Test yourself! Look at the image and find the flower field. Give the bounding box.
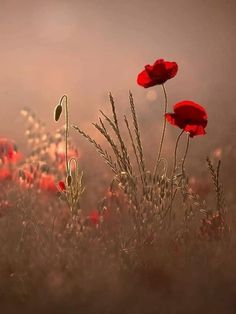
[0,59,235,314]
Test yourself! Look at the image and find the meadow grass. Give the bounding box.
[0,93,234,314]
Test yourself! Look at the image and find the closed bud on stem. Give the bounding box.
[54,104,63,122]
[67,174,72,186]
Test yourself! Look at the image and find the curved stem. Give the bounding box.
[69,157,78,173]
[59,95,69,176]
[153,84,168,179]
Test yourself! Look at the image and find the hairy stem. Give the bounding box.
[168,129,184,225]
[153,84,168,179]
[173,130,184,175]
[181,133,190,176]
[59,95,69,176]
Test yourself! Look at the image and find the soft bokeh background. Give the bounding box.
[0,0,235,204]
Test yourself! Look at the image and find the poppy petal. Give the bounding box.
[184,124,206,137]
[165,113,177,125]
[137,70,156,88]
[174,101,208,126]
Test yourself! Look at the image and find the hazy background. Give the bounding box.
[0,0,235,203]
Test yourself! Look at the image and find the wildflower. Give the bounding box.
[58,180,66,193]
[165,101,208,137]
[0,168,11,181]
[39,173,57,192]
[0,138,12,157]
[137,58,178,88]
[1,140,22,164]
[88,210,100,225]
[7,150,22,163]
[18,168,34,189]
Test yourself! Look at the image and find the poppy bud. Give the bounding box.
[54,104,63,122]
[67,175,72,186]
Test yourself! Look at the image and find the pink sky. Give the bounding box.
[0,0,235,155]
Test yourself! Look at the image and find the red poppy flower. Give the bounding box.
[0,168,12,181]
[165,101,208,137]
[88,210,100,225]
[58,180,66,192]
[0,138,17,163]
[39,174,57,192]
[8,151,22,163]
[137,59,178,88]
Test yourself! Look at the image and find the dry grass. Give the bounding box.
[0,93,235,314]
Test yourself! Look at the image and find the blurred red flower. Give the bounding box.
[165,101,208,137]
[58,180,66,192]
[18,168,35,189]
[0,138,22,164]
[88,210,100,225]
[39,174,57,192]
[137,59,178,88]
[0,168,12,181]
[8,151,22,164]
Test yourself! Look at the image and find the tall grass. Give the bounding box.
[0,93,233,314]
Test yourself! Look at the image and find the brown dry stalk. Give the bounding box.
[73,125,118,175]
[108,93,132,174]
[129,91,147,192]
[73,92,209,233]
[206,157,225,214]
[93,121,125,171]
[124,115,143,186]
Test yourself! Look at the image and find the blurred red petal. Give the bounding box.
[165,113,177,126]
[89,210,100,225]
[58,180,66,192]
[137,70,154,88]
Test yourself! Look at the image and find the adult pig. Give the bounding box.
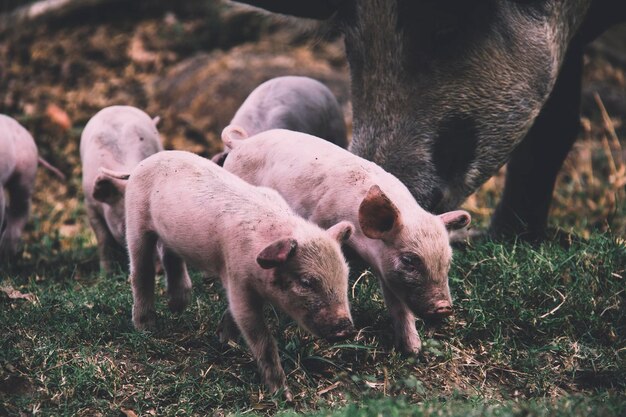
[236,1,626,241]
[125,150,354,397]
[222,126,470,354]
[0,115,38,256]
[80,105,162,273]
[212,75,346,165]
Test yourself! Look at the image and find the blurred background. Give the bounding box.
[1,0,625,257]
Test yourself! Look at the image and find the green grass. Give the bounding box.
[1,231,624,416]
[278,395,626,417]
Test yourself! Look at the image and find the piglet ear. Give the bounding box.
[439,210,471,231]
[358,185,401,240]
[93,174,125,205]
[326,221,354,243]
[221,125,249,150]
[256,238,298,269]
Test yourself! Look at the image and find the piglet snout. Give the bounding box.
[432,301,453,319]
[323,318,356,342]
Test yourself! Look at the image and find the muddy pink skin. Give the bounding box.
[125,150,354,397]
[0,115,39,257]
[80,105,162,273]
[212,76,346,166]
[222,126,471,354]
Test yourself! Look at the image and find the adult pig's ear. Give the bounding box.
[326,221,354,243]
[439,210,471,231]
[93,174,126,205]
[256,238,298,269]
[235,0,340,19]
[358,185,402,240]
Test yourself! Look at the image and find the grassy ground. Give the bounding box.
[279,396,626,417]
[1,222,625,415]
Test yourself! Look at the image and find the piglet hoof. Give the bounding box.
[268,386,293,403]
[283,388,293,403]
[396,337,422,356]
[132,309,157,331]
[168,289,191,314]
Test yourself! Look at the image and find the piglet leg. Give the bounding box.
[157,242,192,313]
[380,279,422,354]
[227,284,291,400]
[86,205,126,274]
[0,172,33,256]
[129,231,158,330]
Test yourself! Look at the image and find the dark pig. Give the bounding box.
[0,115,38,256]
[235,0,626,240]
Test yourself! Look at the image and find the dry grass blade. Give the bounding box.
[317,381,341,395]
[594,92,625,180]
[539,289,567,319]
[351,270,371,299]
[120,407,139,417]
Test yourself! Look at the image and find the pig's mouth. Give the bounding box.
[324,327,356,343]
[312,319,356,342]
[418,305,454,324]
[422,310,453,324]
[405,299,453,323]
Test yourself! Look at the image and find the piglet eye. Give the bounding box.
[400,254,423,271]
[299,276,314,289]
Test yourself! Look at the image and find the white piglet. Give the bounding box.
[124,150,355,397]
[80,105,162,273]
[212,76,346,165]
[0,115,39,256]
[222,126,471,354]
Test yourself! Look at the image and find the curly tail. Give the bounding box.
[38,157,66,180]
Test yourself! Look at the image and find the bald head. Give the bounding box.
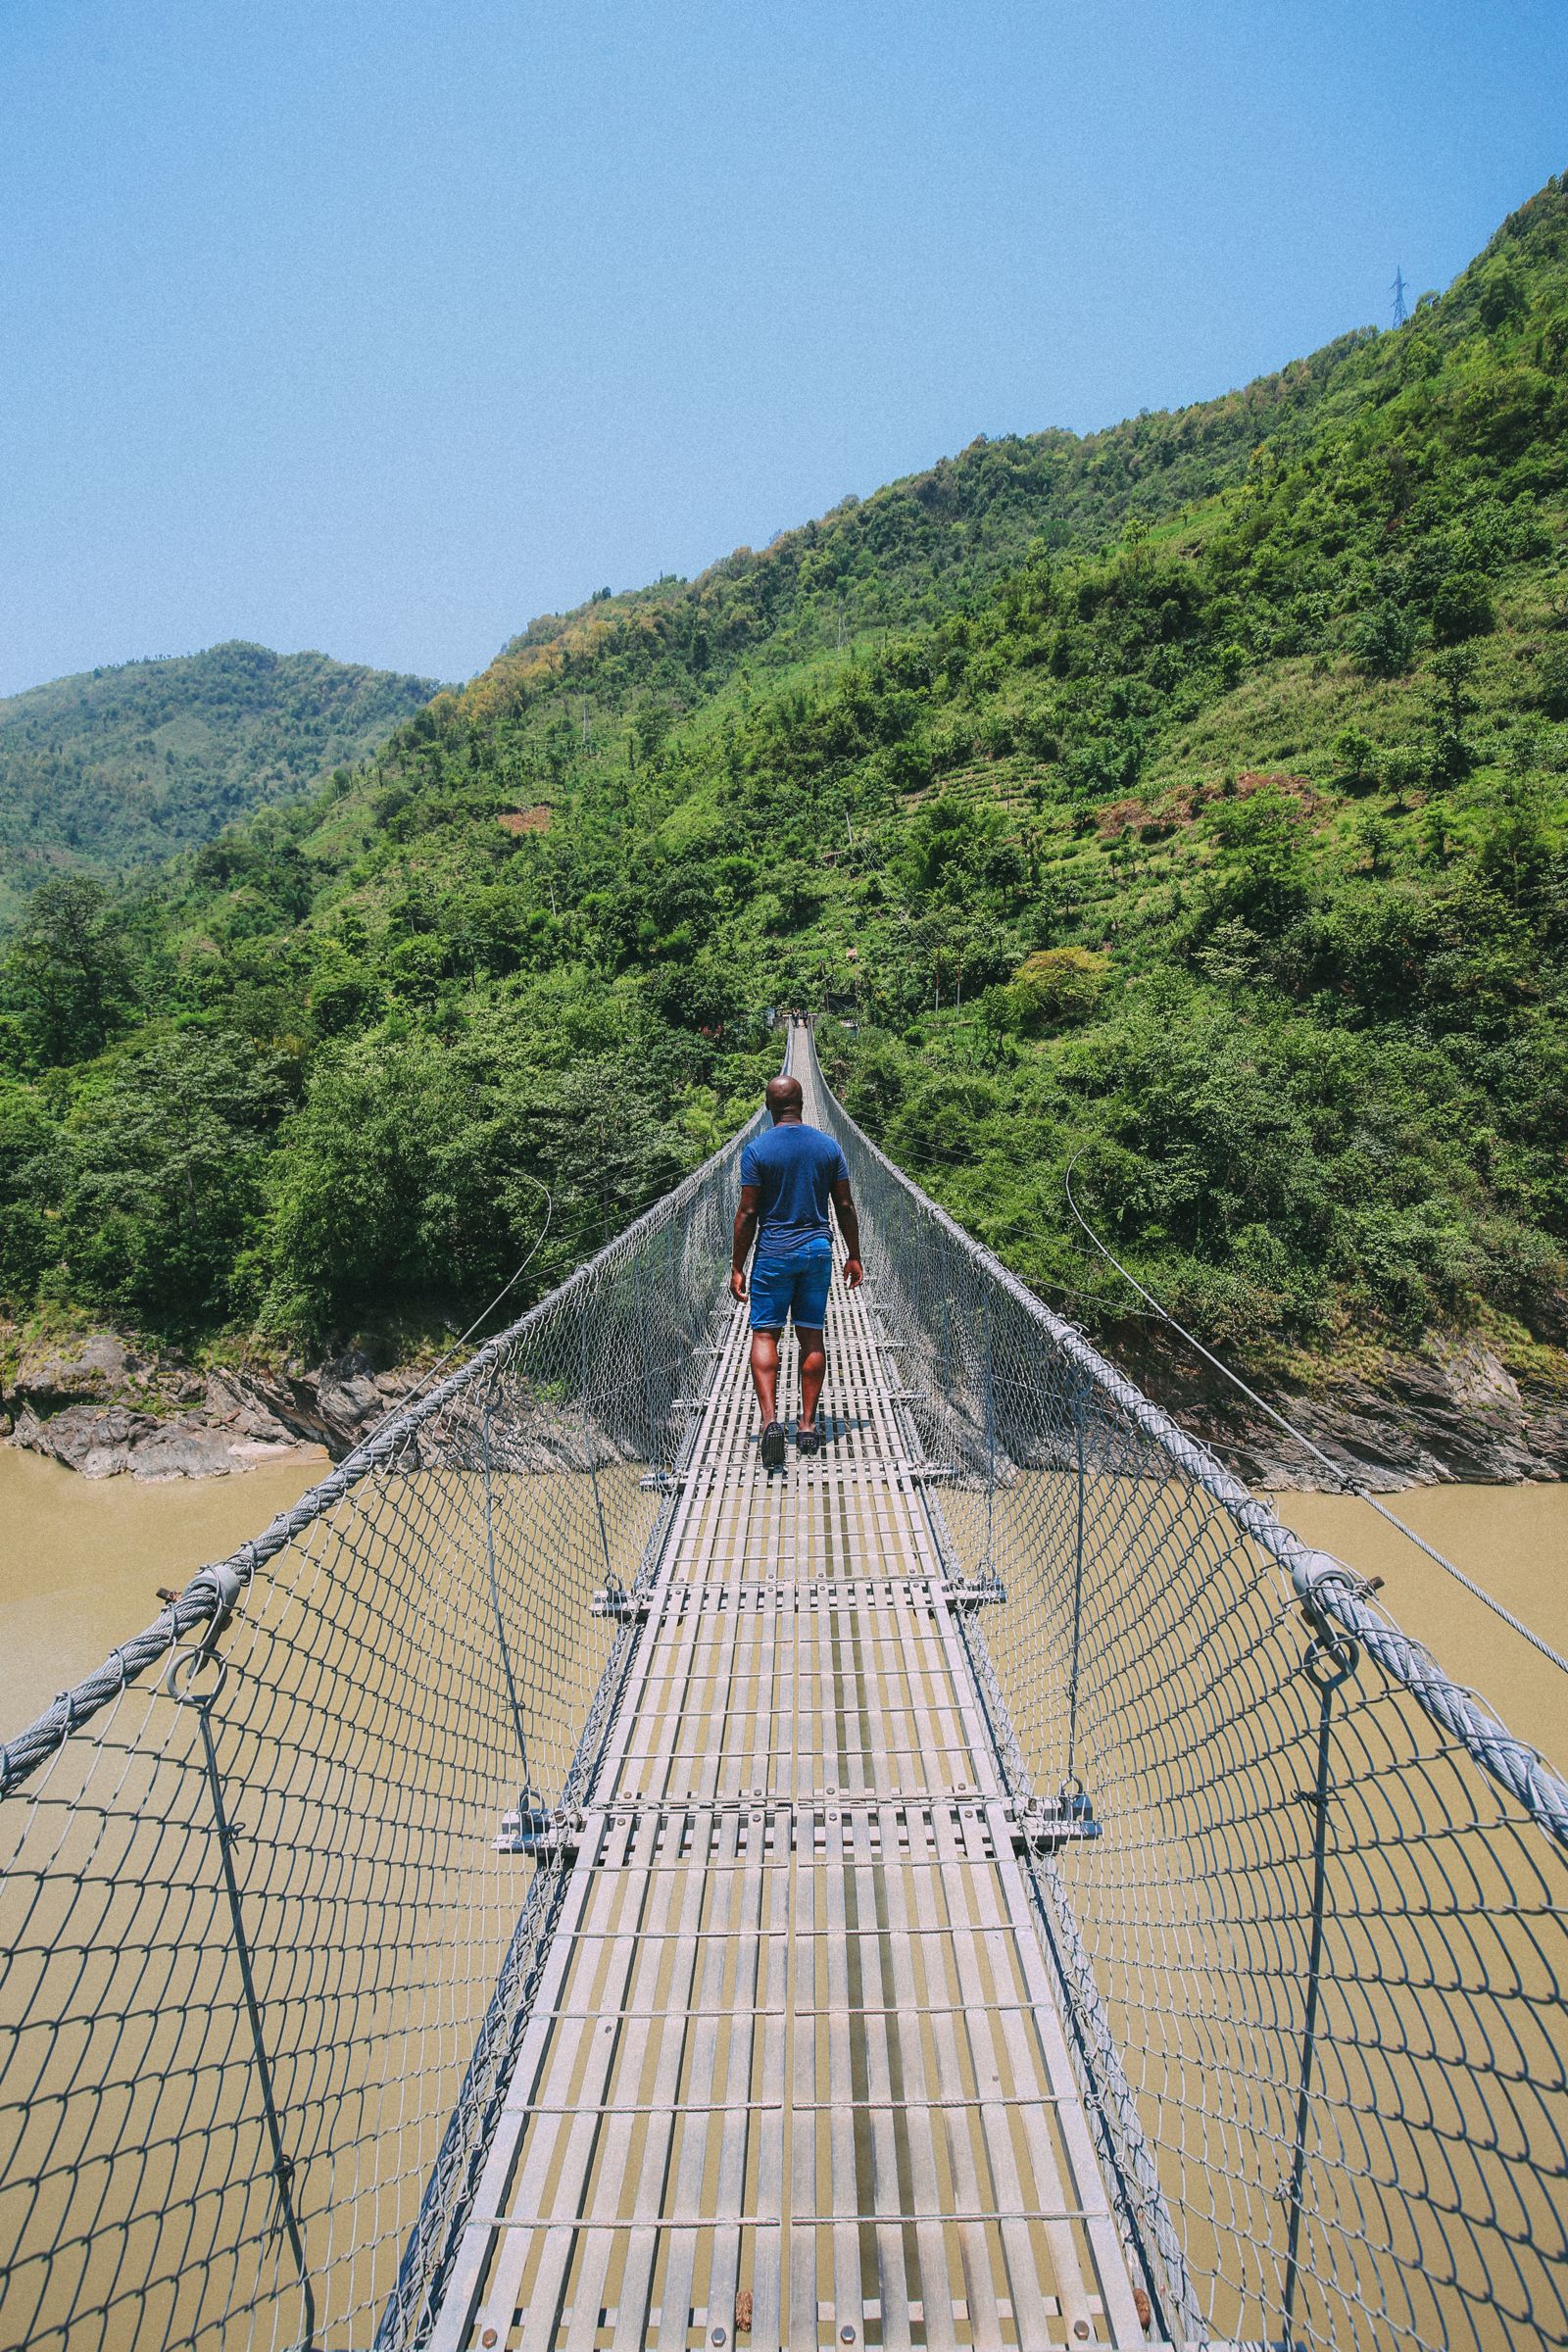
[765,1076,805,1123]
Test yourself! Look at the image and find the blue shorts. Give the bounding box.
[749,1243,832,1333]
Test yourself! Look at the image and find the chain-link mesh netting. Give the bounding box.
[5,1026,1566,2352]
[808,1030,1568,2352]
[0,1104,761,2352]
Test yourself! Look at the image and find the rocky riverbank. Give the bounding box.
[4,1320,1567,1490]
[1127,1330,1568,1492]
[0,1330,420,1481]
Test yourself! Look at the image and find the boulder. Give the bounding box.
[1178,1350,1568,1492]
[9,1396,310,1481]
[10,1333,143,1408]
[127,1419,243,1483]
[202,1369,299,1445]
[13,1401,158,1478]
[235,1348,417,1455]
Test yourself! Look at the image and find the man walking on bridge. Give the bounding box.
[732,1074,863,1469]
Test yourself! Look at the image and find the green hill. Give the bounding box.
[475,328,1363,702]
[0,641,441,919]
[2,176,1566,1433]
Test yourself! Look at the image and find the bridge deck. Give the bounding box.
[431,1246,1144,2350]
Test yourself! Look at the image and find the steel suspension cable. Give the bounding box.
[1063,1148,1568,1684]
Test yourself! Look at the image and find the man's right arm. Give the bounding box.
[731,1183,760,1302]
[830,1177,864,1290]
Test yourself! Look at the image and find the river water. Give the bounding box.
[0,1444,330,1748]
[0,1446,1564,2352]
[1271,1479,1568,1770]
[3,1445,1562,1768]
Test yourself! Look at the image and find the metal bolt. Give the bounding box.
[481,2333,498,2349]
[842,2331,856,2345]
[711,2331,727,2346]
[1073,2327,1091,2342]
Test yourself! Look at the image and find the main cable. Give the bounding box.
[1063,1149,1568,1683]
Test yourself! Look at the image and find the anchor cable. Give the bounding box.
[1063,1150,1568,1682]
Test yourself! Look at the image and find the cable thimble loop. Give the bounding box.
[1302,1629,1359,1694]
[165,1562,246,1709]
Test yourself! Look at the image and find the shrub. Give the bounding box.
[1001,948,1109,1033]
[1534,638,1568,720]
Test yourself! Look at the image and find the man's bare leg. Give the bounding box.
[750,1329,781,1426]
[797,1328,826,1432]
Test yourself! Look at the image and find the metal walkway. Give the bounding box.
[8,1028,1565,2352]
[431,1219,1146,2348]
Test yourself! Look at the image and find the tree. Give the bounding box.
[1535,637,1568,721]
[994,948,1109,1033]
[1429,570,1494,645]
[1332,728,1379,792]
[1207,788,1310,932]
[1356,811,1396,875]
[60,1031,283,1326]
[894,795,1011,901]
[6,876,135,1063]
[264,1032,514,1331]
[1477,263,1528,333]
[1352,600,1420,678]
[0,1081,57,1302]
[1428,647,1479,788]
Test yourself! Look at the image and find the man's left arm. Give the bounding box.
[731,1184,760,1301]
[831,1177,864,1290]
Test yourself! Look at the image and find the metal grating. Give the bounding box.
[429,1225,1147,2352]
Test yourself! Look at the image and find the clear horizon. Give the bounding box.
[2,0,1564,699]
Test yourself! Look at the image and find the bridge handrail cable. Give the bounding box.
[0,1021,1561,2352]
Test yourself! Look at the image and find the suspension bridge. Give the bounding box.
[0,1025,1564,2352]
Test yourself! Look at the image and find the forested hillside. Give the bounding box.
[0,641,440,919]
[2,178,1566,1453]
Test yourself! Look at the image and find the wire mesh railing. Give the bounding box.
[806,1026,1568,2352]
[4,1019,1566,2352]
[0,1101,761,2352]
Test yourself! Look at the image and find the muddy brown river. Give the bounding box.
[0,1444,331,1746]
[1272,1479,1568,1769]
[0,1447,1564,2351]
[4,1447,1562,1769]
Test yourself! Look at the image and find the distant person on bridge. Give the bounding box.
[731,1073,863,1469]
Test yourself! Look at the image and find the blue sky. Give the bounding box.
[1,0,1563,696]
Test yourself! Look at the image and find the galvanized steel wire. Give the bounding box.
[0,1105,760,2352]
[808,1027,1568,2352]
[0,1024,1564,2352]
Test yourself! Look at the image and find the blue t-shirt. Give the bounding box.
[741,1121,850,1262]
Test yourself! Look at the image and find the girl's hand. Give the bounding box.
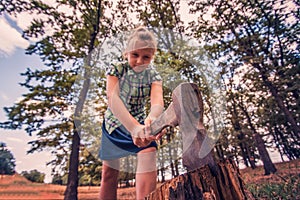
[144,117,167,141]
[131,124,151,148]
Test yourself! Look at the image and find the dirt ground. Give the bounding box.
[0,159,299,200]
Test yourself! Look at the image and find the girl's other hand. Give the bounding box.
[131,124,151,148]
[144,117,167,141]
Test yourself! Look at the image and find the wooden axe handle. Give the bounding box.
[150,102,178,135]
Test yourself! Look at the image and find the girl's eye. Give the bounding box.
[132,53,139,57]
[143,56,150,60]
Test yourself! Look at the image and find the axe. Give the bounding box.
[150,82,217,173]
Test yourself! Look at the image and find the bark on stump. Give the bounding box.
[145,159,254,200]
[148,83,254,199]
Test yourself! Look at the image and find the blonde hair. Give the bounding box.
[123,26,157,57]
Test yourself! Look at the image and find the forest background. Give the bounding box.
[0,0,299,199]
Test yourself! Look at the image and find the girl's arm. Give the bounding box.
[107,75,149,147]
[148,81,164,120]
[106,75,140,132]
[145,81,165,140]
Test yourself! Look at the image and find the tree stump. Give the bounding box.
[145,159,254,200]
[148,83,254,199]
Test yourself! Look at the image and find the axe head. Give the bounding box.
[150,82,203,135]
[150,82,217,172]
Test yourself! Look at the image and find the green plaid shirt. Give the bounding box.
[104,62,162,134]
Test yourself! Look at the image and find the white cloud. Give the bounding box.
[0,16,29,57]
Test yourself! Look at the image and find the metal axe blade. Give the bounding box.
[150,82,217,172]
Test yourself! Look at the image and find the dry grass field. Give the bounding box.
[0,159,299,200]
[0,173,137,200]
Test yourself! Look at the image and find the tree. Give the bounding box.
[52,173,64,185]
[0,0,127,199]
[0,142,15,175]
[235,86,277,174]
[21,169,45,183]
[78,147,102,186]
[188,0,299,171]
===
» **Prompt**
Nothing but the lines from the one holding "Test yourself! Look at the image and find the wooden" to the end of the entries should be output, each exactly as it appears.

» **Answer space**
Test yourself! Look at the image and find the wooden axe handle. Give the bounding box.
[150,102,178,135]
Test yourself! Look at the image and find the girl's eye. Give the bounding box.
[132,53,139,57]
[143,56,150,60]
Test yourself! Look at the image and find the axe. Give the bounding box.
[150,82,217,173]
Test yourself! Look at the image and find the bark on stump. Give the bounding box.
[145,159,254,200]
[148,83,254,199]
Test yourself! Look at the image and find the blonde hair. Give the bounding box.
[123,26,157,57]
Test yourself! Look at the image and find the forest background. Give the bounding box.
[0,0,299,199]
Test yourself! Look at the image and find the girl's arm. Give the bounding box.
[107,75,149,147]
[148,81,164,120]
[106,75,140,132]
[145,81,165,140]
Test yourself! Look at the image and find the tree stump. Give the bounding box.
[145,159,254,200]
[148,83,254,199]
Test yourself! Look at the image and find the axe head. Give the bounding box.
[150,82,203,135]
[150,82,217,172]
Test yourself! Look at the image and find the green plaid shirt. Give the bounding box.
[104,62,162,134]
Test yourself! Look at the image and find the white cloud. Give the bounding box.
[0,16,29,57]
Test yourself! Look at the image and find the metal axe blade. Give the bounding box.
[150,82,217,172]
Test yourself! Look at the image and find the dry grass field. Give the bounding box.
[0,159,299,200]
[0,173,137,200]
Test yourself! Look at the image and find the tree. Give the bounding box.
[52,173,64,185]
[0,0,127,199]
[0,142,15,175]
[235,86,277,174]
[21,169,45,183]
[78,147,102,186]
[188,0,299,171]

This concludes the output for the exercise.